■ **Source material**

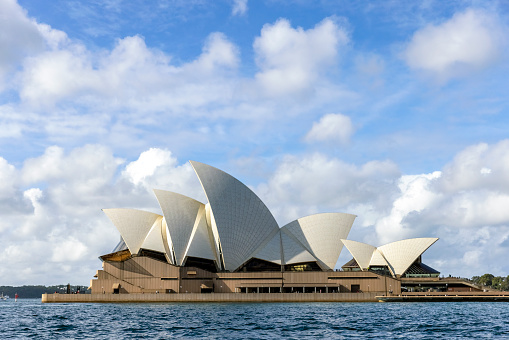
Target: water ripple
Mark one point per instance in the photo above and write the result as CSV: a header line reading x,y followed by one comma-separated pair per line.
x,y
30,319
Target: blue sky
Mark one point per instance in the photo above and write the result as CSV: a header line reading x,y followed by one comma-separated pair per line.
x,y
394,111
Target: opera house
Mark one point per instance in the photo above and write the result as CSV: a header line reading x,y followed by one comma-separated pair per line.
x,y
233,244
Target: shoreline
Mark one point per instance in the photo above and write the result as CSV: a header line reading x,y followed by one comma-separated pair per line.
x,y
213,297
274,297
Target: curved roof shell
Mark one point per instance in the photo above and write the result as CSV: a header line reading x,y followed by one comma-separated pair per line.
x,y
321,235
134,225
398,256
361,252
401,254
242,220
181,214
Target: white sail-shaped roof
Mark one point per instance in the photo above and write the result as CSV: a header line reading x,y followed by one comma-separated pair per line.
x,y
271,250
133,225
321,234
293,250
201,242
378,259
361,252
401,254
242,220
154,239
180,213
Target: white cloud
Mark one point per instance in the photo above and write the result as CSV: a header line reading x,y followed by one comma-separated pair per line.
x,y
469,40
291,60
239,7
332,127
316,183
59,215
59,211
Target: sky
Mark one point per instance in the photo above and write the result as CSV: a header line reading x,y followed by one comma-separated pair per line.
x,y
395,111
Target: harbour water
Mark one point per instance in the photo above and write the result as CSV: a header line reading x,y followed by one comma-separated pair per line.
x,y
29,318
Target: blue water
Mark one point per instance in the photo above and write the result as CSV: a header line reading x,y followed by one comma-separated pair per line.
x,y
31,319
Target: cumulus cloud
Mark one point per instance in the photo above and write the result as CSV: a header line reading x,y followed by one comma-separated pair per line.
x,y
291,59
36,38
332,127
316,183
55,208
465,205
469,40
239,7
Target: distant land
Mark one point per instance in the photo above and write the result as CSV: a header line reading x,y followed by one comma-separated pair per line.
x,y
31,292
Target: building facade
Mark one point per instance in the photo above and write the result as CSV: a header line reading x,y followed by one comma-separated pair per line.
x,y
233,244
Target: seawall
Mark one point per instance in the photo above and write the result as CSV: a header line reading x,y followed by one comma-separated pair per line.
x,y
214,297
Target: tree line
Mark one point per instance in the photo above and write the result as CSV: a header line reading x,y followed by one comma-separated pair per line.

■ **Task statement**
Write the entries above out in full, exactly, with no images.

■ **The answer**
Target: water ripple
Mark one point per instance in the photo above and write the result as CSV: a header line reading x,y followed by one comma-separated pair per line.
x,y
30,319
Target: blue sky
Mark one point per instance in the photo above and write the result as CSV: a header line reading x,y followed by one comma-separated pair per line.
x,y
394,111
Target: opera house
Mark one point per instance in the photo above and write the result as CSV: a header line reading x,y followed by one comma-separated pair per line.
x,y
233,244
Target: shoreline
Mark one point per instance in the photo above and write the result as CSV: a header line reading x,y followed by one comma-separated pair per line.
x,y
213,297
274,297
Target: curved roof shell
Mark one point per instance in the photo above and write the result as CSV: a header line reading x,y followed by one comma-separated pair per line.
x,y
321,235
134,225
398,256
361,252
401,254
242,220
181,214
Target: white sail-shaped roof
Mark one point per instance in the photo above and write the result as CSV: a header line reading x,y followed by one comma-separated pair per line.
x,y
271,250
133,225
321,234
293,250
201,242
378,259
361,252
401,254
242,220
154,239
180,213
Target: white cloud
Mark one point per instance in the photo above and write the result as CSV: a header line reading x,y followed by one comma-separated pair per line.
x,y
469,40
291,60
239,7
332,127
316,183
59,215
59,211
Target: sky
Mark one point per instance in the photo above and write the result as CSV: a header line reading x,y followed by one comma-separated pair per line.
x,y
395,111
Target: harbour water
Mark one point per instance in the photo above and write the result as CSV: a header line reading x,y followed by one comma-separated pair per line.
x,y
29,318
Target: blue water
Mark one point per instance in the photo above and write the result as CSV: a header line reading x,y followed by one comma-separated pair per line.
x,y
31,319
Target: cumulus cloud
Mark one point per instance in the photo above and write the result as CSV: a header line reading x,y followed by one comma-separated pair per line.
x,y
291,59
36,38
332,127
316,183
55,208
465,205
469,40
239,7
Target: distant land
Mark one point per instance in the photo above and write the result as CSV: a header line reading x,y followed by one comma-separated pair per line.
x,y
31,292
Target: building facade
Mark one point per instance in the photo above and write the result as CSV: a header line reading x,y followed by one comma-separated pair per line.
x,y
233,244
Target: seawall
Mark one point per instance in the photo above and write the result as CSV: a header line reading x,y followed by one comma-separated pair per line.
x,y
214,297
Target: tree line
Mark one point per instance in the photo above and write the result as CSV: a header line reading x,y followed by one comma-separated pair per line.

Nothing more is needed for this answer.